■ What you need to do ■
Please copy out the entries exactly, skipping any pictures.

Image-grounded pointing data

────────────────────

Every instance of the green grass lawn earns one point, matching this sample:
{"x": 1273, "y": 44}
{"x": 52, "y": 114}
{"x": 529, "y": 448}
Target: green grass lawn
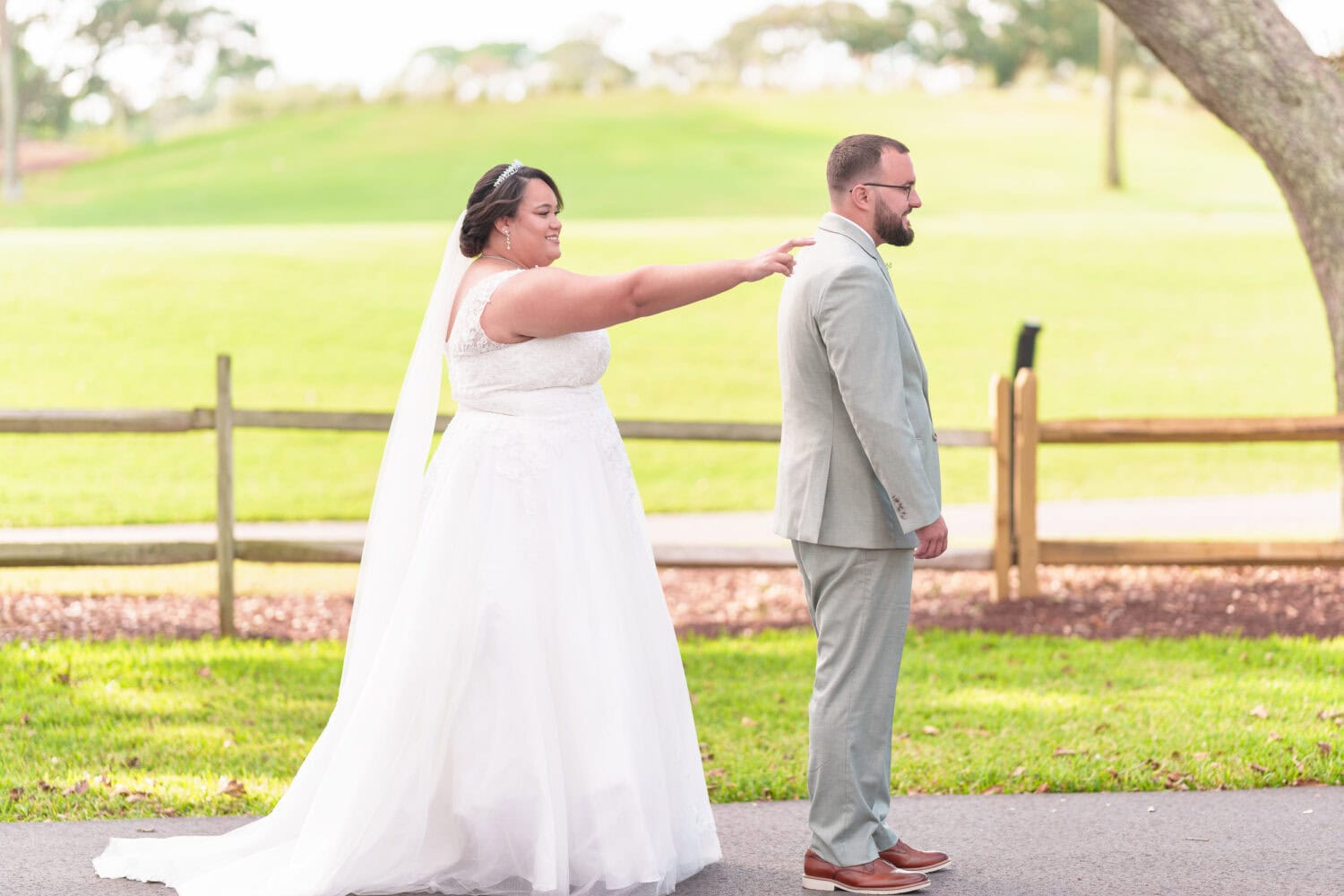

────────────────────

■ Reply ■
Every instance of the green grass lawn earns one point, matching this sample:
{"x": 1273, "y": 44}
{"x": 52, "y": 114}
{"x": 529, "y": 448}
Target: green grass lawn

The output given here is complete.